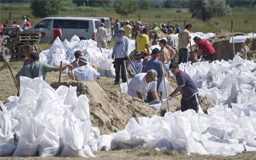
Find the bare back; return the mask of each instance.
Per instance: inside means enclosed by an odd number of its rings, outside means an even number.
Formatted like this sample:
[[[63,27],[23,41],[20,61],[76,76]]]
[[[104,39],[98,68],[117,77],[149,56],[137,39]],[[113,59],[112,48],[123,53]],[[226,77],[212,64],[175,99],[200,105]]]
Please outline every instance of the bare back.
[[[162,63],[164,64],[169,61],[170,53],[165,47],[163,49],[161,49],[160,55],[160,59],[159,60],[161,61]]]

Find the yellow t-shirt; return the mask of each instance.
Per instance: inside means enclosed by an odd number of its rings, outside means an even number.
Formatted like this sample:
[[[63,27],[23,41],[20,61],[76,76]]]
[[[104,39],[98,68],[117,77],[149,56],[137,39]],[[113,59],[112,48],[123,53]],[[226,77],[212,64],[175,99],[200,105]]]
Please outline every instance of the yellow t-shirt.
[[[131,28],[131,26],[130,26],[129,24],[124,26],[124,29],[125,31],[125,36],[126,36],[128,38],[131,37],[131,33],[130,30],[130,29]]]
[[[136,37],[135,43],[137,43],[137,50],[144,53],[148,53],[146,48],[146,44],[149,45],[149,38],[148,35],[143,33],[139,33]]]
[[[179,38],[178,49],[180,48],[189,49],[189,43],[187,42],[187,40],[189,37],[190,37],[190,32],[186,29],[182,29],[179,33],[178,37]]]

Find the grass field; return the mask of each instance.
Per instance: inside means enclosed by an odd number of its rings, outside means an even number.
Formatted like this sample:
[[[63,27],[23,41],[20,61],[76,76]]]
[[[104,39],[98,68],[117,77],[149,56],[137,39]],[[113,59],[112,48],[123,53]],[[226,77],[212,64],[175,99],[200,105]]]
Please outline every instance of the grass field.
[[[11,7],[11,6],[12,7]],[[65,6],[67,7],[67,6]],[[74,7],[73,6],[72,7]],[[18,9],[19,9],[18,10]],[[21,10],[21,9],[24,9]],[[79,8],[78,8],[79,9]],[[68,9],[65,9],[68,10]],[[77,11],[79,9],[75,9]],[[106,9],[105,10],[109,9]],[[60,12],[57,15],[58,17],[110,17],[113,20],[119,19],[119,21],[125,21],[125,18],[120,19],[120,15],[113,11],[102,11],[98,9],[97,12],[65,11]],[[176,12],[178,10],[180,10]],[[2,20],[5,21],[9,19],[9,14],[11,13],[11,23],[12,24],[15,20],[18,24],[22,22],[21,17],[25,15],[27,17],[31,18],[31,23],[34,25],[41,18],[34,17],[31,14],[29,3],[1,3],[1,17]],[[226,29],[231,32],[231,21],[233,21],[233,29],[234,32],[241,32],[245,33],[252,32],[256,26],[256,8],[232,9],[230,15],[223,17],[215,17],[207,22],[203,22],[198,19],[191,18],[191,15],[187,9],[152,9],[147,10],[137,9],[134,13],[128,15],[130,21],[139,20],[140,15],[140,20],[143,23],[153,24],[157,23],[167,23],[168,21],[174,25],[178,23],[181,28],[184,26],[184,20],[186,23],[191,23],[193,26],[192,32],[201,32],[204,33],[216,32],[221,29]]]

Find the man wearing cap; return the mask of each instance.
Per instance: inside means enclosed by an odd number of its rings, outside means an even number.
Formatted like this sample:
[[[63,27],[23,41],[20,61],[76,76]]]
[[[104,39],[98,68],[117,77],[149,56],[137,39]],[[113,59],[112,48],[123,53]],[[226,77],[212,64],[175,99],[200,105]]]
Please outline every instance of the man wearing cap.
[[[181,111],[193,109],[198,113],[198,90],[193,80],[186,73],[179,69],[177,63],[172,63],[170,70],[176,77],[178,87],[168,96],[168,99],[170,100],[173,96],[180,92],[182,95],[180,100]]]
[[[29,59],[30,63],[23,66],[21,69],[16,75],[15,79],[18,84],[20,84],[20,76],[25,76],[32,79],[43,76],[45,81],[45,76],[47,72],[57,72],[64,70],[68,67],[70,70],[73,69],[73,66],[70,64],[63,64],[61,68],[60,66],[52,66],[46,63],[39,61],[39,54],[36,52],[33,52],[29,55]]]
[[[96,33],[98,41],[102,48],[105,48],[105,44],[107,43],[107,32],[104,26],[105,26],[105,24],[102,23],[100,27],[99,27],[97,33]]]
[[[179,38],[178,49],[179,49],[179,61],[178,64],[186,63],[189,60],[189,44],[191,36],[189,31],[192,28],[190,23],[187,24],[185,29],[182,29],[178,35]]]
[[[125,25],[124,26],[124,29],[125,29],[125,36],[128,37],[129,39],[131,39],[131,33],[132,33],[132,31],[131,30],[131,26],[129,24],[130,23],[130,21],[128,20],[126,20],[126,22],[125,23]]]
[[[173,29],[172,28],[170,27],[167,29],[167,34],[168,34],[168,35],[167,35],[167,37],[166,37],[166,39],[167,40],[167,44],[174,49],[175,53],[177,53],[176,48],[177,47],[178,38],[177,38],[177,37],[172,33],[173,32]],[[171,58],[171,61],[172,62],[175,61],[175,56],[172,57]]]
[[[118,21],[118,19],[116,20],[116,24],[115,25],[116,27],[115,29],[115,37],[118,36],[118,30],[121,28],[121,24]]]
[[[154,23],[153,25],[153,27],[152,27],[152,30],[153,31],[157,31],[160,29],[159,27],[157,26],[157,23]]]
[[[113,47],[112,54],[112,58],[115,59],[115,69],[116,69],[116,79],[114,85],[119,84],[120,80],[120,67],[121,66],[121,74],[122,80],[123,82],[126,82],[127,80],[125,77],[126,70],[125,68],[124,61],[126,61],[127,58],[122,49],[128,54],[129,49],[129,38],[124,36],[125,33],[125,29],[121,27],[118,30],[119,36],[116,37],[115,43]]]
[[[93,78],[99,79],[99,73],[93,67],[87,65],[88,60],[84,56],[81,56],[78,63],[80,67],[75,68],[73,72],[75,79],[77,81],[91,81]],[[67,73],[69,79],[73,79],[71,71]]]
[[[198,59],[200,58],[200,56],[203,55],[201,61],[207,61],[211,63],[213,60],[213,56],[215,53],[215,49],[211,44],[211,43],[206,39],[201,39],[198,36],[194,38],[194,41],[198,46],[199,54]]]
[[[179,23],[176,23],[175,24],[175,26],[176,27],[175,31],[175,34],[176,35],[177,33],[180,33],[180,28],[179,26]]]
[[[137,37],[138,34],[140,33],[141,28],[140,22],[138,21],[138,22],[137,22],[137,26],[134,27],[134,32],[135,32],[135,39],[136,39],[136,37]]]
[[[160,61],[163,63],[163,68],[167,73],[169,73],[169,61],[170,61],[170,53],[166,47],[166,38],[159,39],[159,46],[161,47]]]
[[[9,24],[9,21],[8,20],[6,20],[5,23],[3,24],[3,27],[7,27],[8,24]]]
[[[135,55],[135,60],[132,61],[131,63],[132,63],[135,67],[135,68],[136,68],[138,73],[141,73],[141,71],[142,70],[142,67],[143,66],[142,64],[143,62],[143,59],[141,58],[141,56],[142,55],[143,55],[143,54],[141,53],[138,50],[136,50],[134,55]],[[134,75],[133,75],[131,72],[131,70],[132,70],[134,73]],[[129,76],[132,78],[134,78],[134,76],[137,74],[137,73],[136,71],[135,71],[135,70],[131,63],[130,64],[129,64],[128,67],[127,67],[127,72],[129,74]]]
[[[21,23],[21,28],[24,29],[25,28],[26,23],[26,17],[24,15],[22,16],[22,23]]]
[[[151,91],[153,99],[159,99],[157,92],[157,73],[154,70],[137,74],[128,85],[128,95],[148,102],[150,101],[147,99],[147,93]]]
[[[135,49],[143,54],[142,58],[148,56],[149,51],[149,38],[148,35],[148,30],[146,28],[143,29],[143,33],[138,35],[135,40]]]
[[[160,50],[158,48],[155,48],[152,51],[151,53],[152,59],[148,62],[145,68],[143,71],[144,73],[147,72],[150,70],[154,70],[157,73],[157,91],[158,93],[159,99],[162,99],[162,92],[163,90],[163,73],[161,67],[161,62],[159,61],[160,58]],[[164,72],[166,76],[166,73],[165,70]],[[151,101],[153,100],[154,97],[152,96],[152,94],[150,92],[148,93],[147,99]]]
[[[163,33],[167,33],[167,28],[166,25],[165,23],[160,23],[160,30],[163,32]]]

● ● ● ●

*Stated exercise*: Track down each line of the listing that contains the word "outline", and copy those lines.

*Exercise response*:
Please outline every instance of the bare back.
Please outline every instance of the yellow t-shirt.
Please outline every instance of the grass field.
Please outline every instance of the man wearing cap.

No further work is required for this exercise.